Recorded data
::::::::
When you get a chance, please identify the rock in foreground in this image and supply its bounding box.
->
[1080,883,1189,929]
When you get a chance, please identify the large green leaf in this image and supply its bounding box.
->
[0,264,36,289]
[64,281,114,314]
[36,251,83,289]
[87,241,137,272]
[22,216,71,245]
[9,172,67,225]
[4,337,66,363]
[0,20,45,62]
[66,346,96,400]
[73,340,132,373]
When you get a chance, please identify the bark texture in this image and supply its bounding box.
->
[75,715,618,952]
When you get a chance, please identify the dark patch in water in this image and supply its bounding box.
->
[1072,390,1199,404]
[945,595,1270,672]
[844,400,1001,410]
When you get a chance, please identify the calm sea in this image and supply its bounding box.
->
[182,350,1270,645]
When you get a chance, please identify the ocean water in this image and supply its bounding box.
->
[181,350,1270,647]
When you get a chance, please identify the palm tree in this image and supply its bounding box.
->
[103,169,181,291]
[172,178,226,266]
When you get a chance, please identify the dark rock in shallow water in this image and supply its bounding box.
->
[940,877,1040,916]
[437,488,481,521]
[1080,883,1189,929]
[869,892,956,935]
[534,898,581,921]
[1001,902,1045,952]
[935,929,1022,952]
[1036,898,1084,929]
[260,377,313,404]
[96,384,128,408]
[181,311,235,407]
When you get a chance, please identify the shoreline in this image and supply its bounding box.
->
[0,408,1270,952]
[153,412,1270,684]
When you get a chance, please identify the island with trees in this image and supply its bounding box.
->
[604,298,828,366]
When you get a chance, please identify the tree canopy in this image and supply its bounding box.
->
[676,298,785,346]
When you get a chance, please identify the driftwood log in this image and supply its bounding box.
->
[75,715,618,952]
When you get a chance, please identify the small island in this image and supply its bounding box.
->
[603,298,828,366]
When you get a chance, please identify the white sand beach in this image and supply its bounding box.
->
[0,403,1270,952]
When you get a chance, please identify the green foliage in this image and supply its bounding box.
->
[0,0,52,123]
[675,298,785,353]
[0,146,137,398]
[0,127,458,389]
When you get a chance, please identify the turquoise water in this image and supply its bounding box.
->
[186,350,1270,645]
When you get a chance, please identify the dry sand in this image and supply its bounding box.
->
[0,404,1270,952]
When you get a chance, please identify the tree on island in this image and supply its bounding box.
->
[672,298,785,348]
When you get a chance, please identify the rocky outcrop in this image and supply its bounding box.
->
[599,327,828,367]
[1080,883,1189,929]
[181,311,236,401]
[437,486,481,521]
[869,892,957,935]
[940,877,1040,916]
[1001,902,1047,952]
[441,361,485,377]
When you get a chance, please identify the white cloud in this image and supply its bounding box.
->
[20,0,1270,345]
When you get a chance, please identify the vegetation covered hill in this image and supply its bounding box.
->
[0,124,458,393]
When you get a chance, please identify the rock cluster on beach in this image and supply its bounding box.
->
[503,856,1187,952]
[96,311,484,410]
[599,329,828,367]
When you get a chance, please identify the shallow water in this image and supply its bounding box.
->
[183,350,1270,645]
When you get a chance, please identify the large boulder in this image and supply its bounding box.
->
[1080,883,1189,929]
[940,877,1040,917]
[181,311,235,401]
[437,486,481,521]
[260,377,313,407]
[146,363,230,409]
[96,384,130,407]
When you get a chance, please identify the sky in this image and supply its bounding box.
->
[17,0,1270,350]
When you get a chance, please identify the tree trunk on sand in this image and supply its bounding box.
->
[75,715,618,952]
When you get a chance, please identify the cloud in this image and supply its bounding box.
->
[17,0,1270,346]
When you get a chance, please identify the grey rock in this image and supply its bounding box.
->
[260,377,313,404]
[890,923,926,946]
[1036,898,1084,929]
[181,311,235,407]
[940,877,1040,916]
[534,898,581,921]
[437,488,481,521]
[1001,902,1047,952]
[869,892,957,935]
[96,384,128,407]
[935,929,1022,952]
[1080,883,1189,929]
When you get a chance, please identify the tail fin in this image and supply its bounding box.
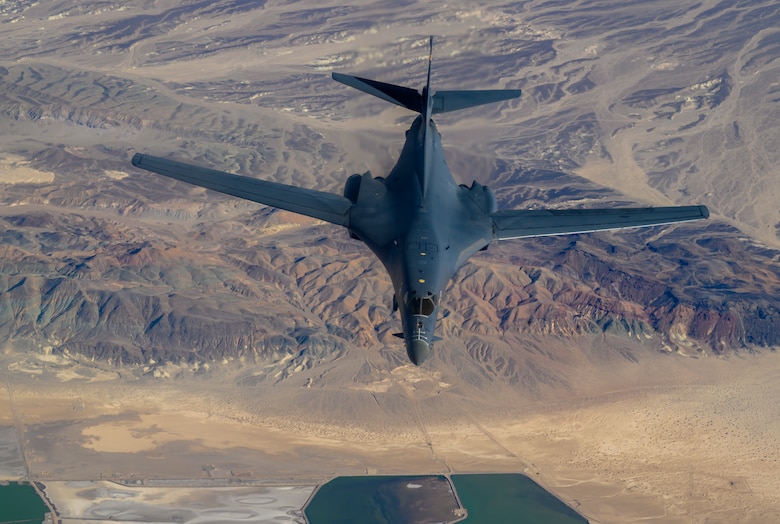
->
[331,37,521,118]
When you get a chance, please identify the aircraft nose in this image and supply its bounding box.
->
[406,340,431,366]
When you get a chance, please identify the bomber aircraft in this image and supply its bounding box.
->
[132,37,709,366]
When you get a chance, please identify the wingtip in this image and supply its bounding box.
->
[130,153,144,167]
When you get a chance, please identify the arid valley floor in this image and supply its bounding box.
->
[0,346,780,523]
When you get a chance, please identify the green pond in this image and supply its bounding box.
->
[450,473,588,524]
[0,482,49,524]
[305,474,588,524]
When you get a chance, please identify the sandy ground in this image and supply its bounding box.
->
[0,352,780,523]
[45,481,314,524]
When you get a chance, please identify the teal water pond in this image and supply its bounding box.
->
[0,482,49,524]
[305,476,457,524]
[450,473,588,524]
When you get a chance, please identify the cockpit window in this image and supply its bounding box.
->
[408,295,438,317]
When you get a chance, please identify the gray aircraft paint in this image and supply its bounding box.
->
[132,38,709,365]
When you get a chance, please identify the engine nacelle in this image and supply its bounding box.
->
[461,180,496,214]
[344,174,363,204]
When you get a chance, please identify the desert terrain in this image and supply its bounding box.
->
[0,0,780,523]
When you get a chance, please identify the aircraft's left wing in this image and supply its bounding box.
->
[490,206,710,239]
[133,153,352,226]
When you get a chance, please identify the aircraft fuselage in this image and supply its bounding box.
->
[345,116,494,365]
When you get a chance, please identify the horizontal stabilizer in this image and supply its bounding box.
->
[433,89,522,114]
[331,73,521,114]
[490,206,710,239]
[331,73,423,113]
[132,153,352,226]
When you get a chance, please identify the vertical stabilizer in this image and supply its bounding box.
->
[331,36,520,115]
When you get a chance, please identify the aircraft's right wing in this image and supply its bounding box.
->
[490,206,710,239]
[133,153,352,226]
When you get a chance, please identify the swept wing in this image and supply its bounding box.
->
[133,153,352,226]
[490,206,710,239]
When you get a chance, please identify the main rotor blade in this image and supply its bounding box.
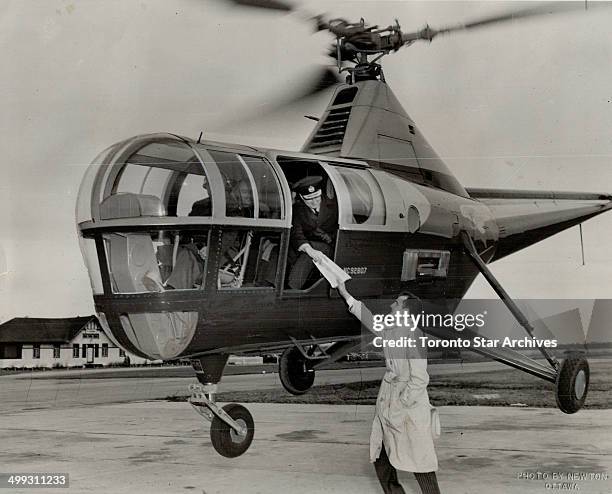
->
::::::::
STATED PROBLEM :: Copy the entire listing above verbatim, leaving out the pictures.

COMPLETE RESPONSE ::
When you get a chance, please identify the rock in foreground in this image and supply its bounding box.
->
[1080,883,1189,929]
When you get a chance, please identify the large green leaf in this image and supply its bounding box.
->
[0,264,36,289]
[64,281,114,314]
[36,251,83,289]
[87,241,137,272]
[22,216,71,245]
[9,172,67,225]
[4,337,66,363]
[0,20,45,62]
[66,346,96,400]
[73,340,132,373]
When you get a chance, please identify the bark texture in this image and supply its bounding box.
->
[75,715,618,952]
When you get a chance, please identify the dark patch in water in this image and supply its bounding box.
->
[1072,390,1199,404]
[945,595,1270,672]
[844,400,1001,410]
When you get a chance, please identify the calm sea in this image and supply its bounding box.
->
[182,350,1270,645]
When you get a chance, please identify the ocean water in this image and supply its bounding box.
->
[181,350,1270,647]
When you get a chance, please identify the palm tree in this image and supply its bounding box.
->
[103,169,181,291]
[172,178,226,266]
When you get a chance, please identify the dark rock in shallow water in this image and supply its bounding box.
->
[940,877,1040,916]
[437,488,481,521]
[1080,883,1189,929]
[869,892,956,935]
[534,898,581,921]
[1001,902,1045,952]
[935,929,1022,952]
[1036,898,1084,929]
[260,377,313,404]
[96,384,128,408]
[181,311,235,407]
When you get a chance, please identify the shoreline in this image and supply its bounding box.
->
[0,408,1270,952]
[153,412,1270,684]
When you get a chance, please identify the island with trees in this image and supply its bounding box.
->
[604,298,828,366]
When you get a chance, please identify the tree canopy in this image and supply its bounding box.
->
[676,298,785,346]
When you get a chance, please identify the driftwood log in this image and supply its bounding box.
->
[75,715,618,952]
When you get a chance, please identify the small island in this image and supply its bounding box.
->
[603,298,828,366]
When you get a chance, please identify the white sand beach in this image and supply its bounding box.
->
[0,403,1270,952]
When you get a chance, please identify the green foliage in this image and supply its bounding box.
->
[0,0,52,123]
[675,298,785,353]
[0,146,137,398]
[0,127,458,389]
When you get a chance, please identify the turquoise water in this image and supply its bounding box.
->
[186,350,1270,645]
When you get a chance, please identify the dry sand in this image and supply its bounding box.
->
[0,404,1270,952]
When you get a chance, please identify the tree on island in this image and supply its bounding box.
->
[672,298,785,348]
When you get a chance, please identify the rocky outcrop in this image and supply its bounding box.
->
[599,327,828,367]
[1080,883,1189,929]
[181,311,236,401]
[437,486,481,521]
[869,892,957,935]
[940,877,1040,916]
[1001,902,1047,952]
[441,361,485,377]
When you get a chance, please identify the white cloud in this image and supply its bounding box.
->
[20,0,1270,345]
When you get a chance, please identify the vegetation covered hill in this image and supply its bounding box.
->
[0,124,458,393]
When you get a chance, please identify the rock cluster on beach in this image and supply its bounding box.
->
[503,856,1187,952]
[96,311,484,410]
[599,329,828,367]
When you get a chance, please identify the shallow water in this image and supply its bounding box.
->
[183,350,1270,645]
When you get a chance, please identify the large boulder in this image and supply its bounding box.
->
[1080,883,1189,929]
[940,877,1040,917]
[181,311,235,401]
[437,486,481,521]
[260,377,313,407]
[146,363,230,409]
[96,384,130,407]
When you get a chance, please identify the sky in this image and supply its bounding box.
->
[17,0,1270,350]
When you get a chance, please identify the tree trunk on sand in this image and supply its bounding box.
->
[75,715,618,952]
When you get a chance, please identify the cloud in this image and supply its bounding box.
->
[17,0,1270,346]
When you get a chance, please identify the grey rock in this image and supply its bounding box.
->
[260,377,313,404]
[890,923,926,946]
[1036,898,1084,929]
[181,311,235,407]
[940,877,1040,916]
[534,898,581,921]
[437,488,481,521]
[1001,902,1047,952]
[869,892,957,935]
[96,384,128,407]
[935,929,1022,952]
[1080,883,1189,929]
When you get a chance, please identify the tail fin in this image and supply its bounding box.
->
[331,37,521,118]
When you get a chance, please identify the aircraft nose in this image and supply its bounding box.
->
[406,340,431,366]
When you get a chance, please identify the bomber aircraft in this image and supply its bounding box.
->
[132,37,709,366]
When you get a chance, please identify the wingtip in this image and supply its bounding box.
->
[130,153,144,167]
When you get a chance, please identify the arid valley floor in this image and supply its bounding box.
->
[0,346,780,523]
When you get a chance, please identify the green pond in this image and supply its bounding box.
->
[450,473,588,524]
[0,482,49,524]
[305,474,588,524]
When you get a chance, please identify the sandy ground in this image and supply its bounding box.
->
[0,352,780,523]
[45,481,314,524]
When you get a chance, please identify the teal water pond in this image and supply its bounding box.
->
[0,482,49,524]
[305,476,457,524]
[450,473,588,524]
When you get a chance, please identify the cockpit window in this image and supply its bounding box.
->
[408,295,438,317]
When you get a chance, please identify the gray aircraft paint in this image and supply its bounding box.
->
[132,38,709,365]
When you get a chance, please identify the engine nacelle in this image and supply its bounding box.
->
[461,180,496,214]
[344,174,363,204]
When you get a chance, please identify the desert terrain in this image and supply its bounding box.
->
[0,0,780,523]
When you get a chance, please identify the aircraft's left wing in this image and supply its bounding box.
->
[490,206,710,239]
[133,153,352,226]
When you get a chance, please identify the aircraft fuselage in this image and supply its bounding box.
->
[345,116,494,365]
When you get a chance, please identify the horizontal stabilizer in this image and supply its bounding box.
->
[433,89,522,114]
[331,73,521,114]
[490,206,710,239]
[331,73,423,113]
[132,153,352,226]
When you get a chance, please identify the vertical stabilizer in this image and supply its bounding box.
->
[331,36,520,115]
When you get a chance, please identify the aircraft's right wing in this image and supply its bounding box.
->
[490,206,710,239]
[133,153,352,226]
When you get a chance, please identify the swept wing in this image and supply its bounding box.
->
[133,153,352,226]
[490,206,710,239]
When you get a chance, please identify the main rotor blade in this image and supply its bounding box.
->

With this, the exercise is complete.